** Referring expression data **
= Beginning of Section =

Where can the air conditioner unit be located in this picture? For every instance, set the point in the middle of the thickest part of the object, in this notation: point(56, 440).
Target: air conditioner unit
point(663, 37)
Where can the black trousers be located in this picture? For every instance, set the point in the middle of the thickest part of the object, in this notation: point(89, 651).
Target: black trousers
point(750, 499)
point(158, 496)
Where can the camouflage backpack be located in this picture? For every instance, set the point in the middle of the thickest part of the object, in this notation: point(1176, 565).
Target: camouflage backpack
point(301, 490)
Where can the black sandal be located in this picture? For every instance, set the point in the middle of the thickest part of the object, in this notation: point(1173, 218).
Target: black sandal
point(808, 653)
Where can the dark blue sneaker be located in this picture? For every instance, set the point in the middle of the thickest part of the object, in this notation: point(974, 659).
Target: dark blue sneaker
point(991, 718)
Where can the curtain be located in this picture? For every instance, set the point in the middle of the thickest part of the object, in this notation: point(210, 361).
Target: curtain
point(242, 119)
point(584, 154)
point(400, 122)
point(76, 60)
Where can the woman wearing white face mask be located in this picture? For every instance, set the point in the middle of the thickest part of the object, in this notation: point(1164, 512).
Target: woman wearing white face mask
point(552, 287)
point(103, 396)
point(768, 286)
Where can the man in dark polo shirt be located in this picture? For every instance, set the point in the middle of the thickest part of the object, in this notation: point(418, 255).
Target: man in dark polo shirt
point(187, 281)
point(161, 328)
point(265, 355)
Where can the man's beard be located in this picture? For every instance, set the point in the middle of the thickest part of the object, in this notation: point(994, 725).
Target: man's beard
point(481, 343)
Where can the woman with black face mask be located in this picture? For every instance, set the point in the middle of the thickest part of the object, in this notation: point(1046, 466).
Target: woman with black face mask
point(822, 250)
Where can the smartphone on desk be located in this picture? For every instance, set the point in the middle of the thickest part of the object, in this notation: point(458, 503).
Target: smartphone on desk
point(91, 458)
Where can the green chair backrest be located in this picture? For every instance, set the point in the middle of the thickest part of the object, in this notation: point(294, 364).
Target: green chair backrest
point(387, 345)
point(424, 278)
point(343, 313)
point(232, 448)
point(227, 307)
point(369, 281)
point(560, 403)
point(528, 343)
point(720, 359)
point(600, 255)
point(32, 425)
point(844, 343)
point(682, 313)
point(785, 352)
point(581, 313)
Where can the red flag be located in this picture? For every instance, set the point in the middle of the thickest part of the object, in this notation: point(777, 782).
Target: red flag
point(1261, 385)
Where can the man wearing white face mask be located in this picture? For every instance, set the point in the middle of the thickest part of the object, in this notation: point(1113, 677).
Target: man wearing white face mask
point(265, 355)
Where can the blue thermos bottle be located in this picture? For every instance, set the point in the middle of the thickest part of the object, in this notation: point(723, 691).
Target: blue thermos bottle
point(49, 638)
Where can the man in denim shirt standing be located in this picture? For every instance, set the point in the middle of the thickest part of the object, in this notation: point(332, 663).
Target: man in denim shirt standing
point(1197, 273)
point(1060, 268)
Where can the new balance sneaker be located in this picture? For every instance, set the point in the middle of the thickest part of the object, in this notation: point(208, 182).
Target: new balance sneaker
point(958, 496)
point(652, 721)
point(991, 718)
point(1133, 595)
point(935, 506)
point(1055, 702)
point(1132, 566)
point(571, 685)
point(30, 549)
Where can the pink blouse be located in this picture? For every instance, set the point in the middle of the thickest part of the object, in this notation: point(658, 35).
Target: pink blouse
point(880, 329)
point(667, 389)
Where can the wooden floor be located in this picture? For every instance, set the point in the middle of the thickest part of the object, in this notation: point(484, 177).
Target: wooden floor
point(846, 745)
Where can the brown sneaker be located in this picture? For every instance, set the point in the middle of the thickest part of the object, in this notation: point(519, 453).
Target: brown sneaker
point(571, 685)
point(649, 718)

= End of Section =

** Your task **
Nothing is to be left out: set down all the records again exactly.

** Response to this task **
Where can the air conditioner unit be located in this picture? For every instance, set the point in the middle of the thickest part of the object, in this notation: point(56, 440).
Target: air conditioner unit
point(663, 37)
Where can the black trousers be located in this picture? For every instance, set the point in the middle of the thickest part of the object, in this notation: point(89, 651).
Target: black trousers
point(750, 499)
point(158, 496)
Where can the camouflage backpack be located in this picture? For every instance, set the point in the middle of the thickest part of the object, in this notation: point(1176, 565).
Target: camouflage backpack
point(301, 490)
Where can the black sandal be located in this picture? For every instance, set the point in the middle of the thickest part of the object, in this notation: point(1173, 218).
Target: black sandal
point(808, 653)
Where can the dark blue sneaker be located in this picture? For every instance, set the point in the middle of the thickest part of the object, in this notation: point(974, 659).
Target: dark blue sneaker
point(991, 718)
Where can the curtain be located in this picture? For every instance, set the point in the middle of the thickest part of the object, in this notation: point(210, 361).
Target: curtain
point(242, 119)
point(584, 154)
point(400, 122)
point(76, 60)
Where can the woman wearing white face mask be located in this picture? For every instance, set the point in the middle of the thickest part of the object, in this notation: point(1164, 512).
Target: woman wearing white face mask
point(552, 287)
point(103, 396)
point(768, 286)
Where can the man in dark polo shirt be located in this picture? For every instance, set the point in the middle of the thickest part of the object, in this notation: point(418, 255).
Target: man in dark polo shirt
point(187, 281)
point(161, 328)
point(265, 355)
Where can the man's beard be located in this picture? For every instance, set the point in the middle of the thickest part of the object, in this notation: point(994, 725).
Target: man's beard
point(481, 343)
Where can the woman with black face mask be located in this picture? For every instance, set the point in the middle of the thickest part of the object, in this notation: point(1046, 466).
Target: woman with black face mask
point(822, 250)
Where can the smartphone on desk be located in this picture? For every instance, set the point in the middle of the thickest part of the object, in this notation: point(458, 503).
Target: smartphone on desk
point(91, 458)
Where can the green chair backrest be located in this picture? For every instance, set the point in the middle of the thickest part of the object, in this notation: point(294, 364).
Target: green chair backrest
point(387, 345)
point(424, 278)
point(343, 313)
point(232, 448)
point(227, 307)
point(369, 281)
point(560, 403)
point(528, 343)
point(720, 359)
point(600, 255)
point(32, 425)
point(844, 343)
point(682, 313)
point(785, 352)
point(581, 313)
Where can the red flag be located in this picture? For every instance, set the point in the middle of the thickest part of the object, in this notation: point(777, 782).
Target: red flag
point(1261, 385)
Where can the man wearing white face mask be located in this picture? For every instance, set the point in the middle of the thickest part of the object, in this notation: point(1113, 677).
Target: man wearing white face mask
point(265, 355)
Where can the blue thermos bottle be located in this picture? For every instance, set the point in the middle of the thickest part of the object, in this notation: point(723, 691).
Target: blue thermos bottle
point(49, 638)
Where can the man in denim shirt standing be located in this picture? For every instance, set the point in the middle of the thickest part of the object, in this notation: point(332, 663).
Target: man in denim shirt standing
point(1197, 273)
point(1060, 268)
Where can the new balance sneaker be located in this picture? For every instance, set the point in the middle of the thickest part of the object, in this notation: point(208, 182).
Target: new balance sneaker
point(958, 496)
point(652, 721)
point(991, 718)
point(1133, 595)
point(935, 506)
point(1055, 702)
point(1132, 566)
point(571, 685)
point(30, 549)
Where can the pink blouse be located in this picture? For every instance, set the point in the middle of the thickest part of the object, in this notation: point(658, 35).
Target: pink blouse
point(880, 329)
point(667, 389)
Where can the wooden floor be located in this picture? For every instance, set the point in the middle of the thickest part of the object, in this notation: point(484, 177).
Target: wooden floor
point(846, 745)
Where can the brown sneaker be located in this picture? For every instance, set the point in the middle of the thickest part of the object, in this notation: point(519, 453).
Target: brown sneaker
point(571, 685)
point(649, 718)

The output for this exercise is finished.